So says Angharad Wynne-Jones of the role artists and creatives have in addressing the existential issue of our time: climate change. 

Wynne-Jones is a strategist and facilitator for Creative Climate, a new peak body formed with Creative Australia funding to help Australia’s arts and cultural sector tackle the climate crisis. 

“The appetite for this work is really palpable within the sector,” says Wynne-Jones. “Audiences are keen for cultural institutions and the cultural sector to make these changes. Artists are too.” 

Climate action in the cultural space isn’t new. Wynne-Jones points to UK-based Julie’s Bicycle and Culture for Climate Scotland as arts organisations formed in the last two decades to mobilise the industry against climate change, which provided guidance to Creative Climate. 

A photo of Angharad Wynne-Jones
Angharad Wynne-Jones, strategist and facilitator for Creative Climate. Image: Arts House.

But Wynne-Jones says Creative Climate’s consortium model is its strength. Creative Climate consists – for now – of four climate-focused arts organisations: Green Music Australia, A Climate For Art, Centre for Reworlding and pvi collective. Fellow strategist and facilitator Catherine Jones and environmental consultant Matt Wicking round out the team. 

“It's helpful to have a group of people at different points in the sustainability journey with different expertise. It strengthens our offer and the connection between us and the sector.” 

That offer includes practical resources like a carbon calculator to help organisations measure emissions against Australian standards, housed on Creative Climate’s low-carbon website designed by Melbourne-based Hours After to minimise data and energy use. 

There are activities like Planting, a one-day community revegetation event in Melbourne on 7 September, run in collaboration with Landcare and Fed Square that will feature artist and First Nations-led workshops. 

Green Music Australia is also offering venues free slots to assess their environmental credentials through the Green Venue Certification Scheme. Expressions of interest close 19 August. 

Creative Climate’s work also includes advocacy, networking and testing ideas for what cultural practice might look like in a changing environment. 

“We’re interested in partnerships and what we can do collaboratively to mobilise across the sector, because that’s how we make the big systemic change to reduce emissions,” she says. 

In the short time since we’ve launched, lots of people and organisations are putting up their hands, wanting to engage.

Significantly, Creative Climate aims to centre First Nations knowledge in climate change response – something Wynne-Jones says the Australian cultural sector is uniquely placed to do. 

“We need to reimagine how we get behind the incredible First Nations knowledge of 65,000 continuous years of living on this beautiful country in balance with its systems and resources,” she says.  

“Nowhere else on the planet has that kind of possibility of connection to that depth of knowledge.”

### [Direction A]
According to the Creative Climate article, why does Wynne-Jones consider the consortium model a strength?

(Coordinate annotation entries)
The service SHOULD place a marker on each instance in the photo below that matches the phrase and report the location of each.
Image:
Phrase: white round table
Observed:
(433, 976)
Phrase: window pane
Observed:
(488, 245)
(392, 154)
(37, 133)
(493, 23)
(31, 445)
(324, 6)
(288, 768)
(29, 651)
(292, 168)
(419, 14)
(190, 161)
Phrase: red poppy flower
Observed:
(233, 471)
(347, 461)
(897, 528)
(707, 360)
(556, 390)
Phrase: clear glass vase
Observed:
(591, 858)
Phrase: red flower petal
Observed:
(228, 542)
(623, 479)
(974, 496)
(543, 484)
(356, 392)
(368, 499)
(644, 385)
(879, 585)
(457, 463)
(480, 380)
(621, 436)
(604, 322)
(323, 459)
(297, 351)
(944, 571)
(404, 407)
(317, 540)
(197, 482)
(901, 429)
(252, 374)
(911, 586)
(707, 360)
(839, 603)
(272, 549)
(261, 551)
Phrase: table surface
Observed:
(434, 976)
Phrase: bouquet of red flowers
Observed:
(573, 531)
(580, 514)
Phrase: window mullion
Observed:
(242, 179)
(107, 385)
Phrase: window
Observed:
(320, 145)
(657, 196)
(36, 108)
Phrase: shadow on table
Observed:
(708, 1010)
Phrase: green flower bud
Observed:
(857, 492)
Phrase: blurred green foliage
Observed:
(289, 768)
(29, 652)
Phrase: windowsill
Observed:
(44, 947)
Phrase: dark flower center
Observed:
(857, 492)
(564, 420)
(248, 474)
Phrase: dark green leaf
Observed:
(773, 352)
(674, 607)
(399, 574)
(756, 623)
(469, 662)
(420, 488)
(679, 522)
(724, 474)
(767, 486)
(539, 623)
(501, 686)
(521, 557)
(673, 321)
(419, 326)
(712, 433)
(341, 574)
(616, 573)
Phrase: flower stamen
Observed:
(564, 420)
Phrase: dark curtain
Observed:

### [Direction B]
Reproduce the listing from the line containing "Phrase: blurred green foliage" through the end of the listing, with both ends included and every line unchanged.

### [Exercise output A]
She says it helps to have a group of people at different points in the sustainability journey with different expertise. That strengthens Creative Climate's offer and its connection with the sector.

### [Exercise output B]
Phrase: blurred green foliage
Observed:
(289, 768)
(29, 652)
Phrase: windowsill
Observed:
(44, 947)
Phrase: dark flower center
Observed:
(857, 492)
(564, 420)
(248, 474)
Phrase: dark green leaf
Observed:
(773, 352)
(674, 607)
(399, 574)
(756, 623)
(469, 662)
(420, 488)
(679, 522)
(724, 474)
(767, 486)
(539, 623)
(501, 686)
(521, 557)
(673, 321)
(419, 326)
(712, 433)
(341, 574)
(616, 573)
Phrase: flower stamen
Observed:
(564, 420)
Phrase: dark curtain
Observed:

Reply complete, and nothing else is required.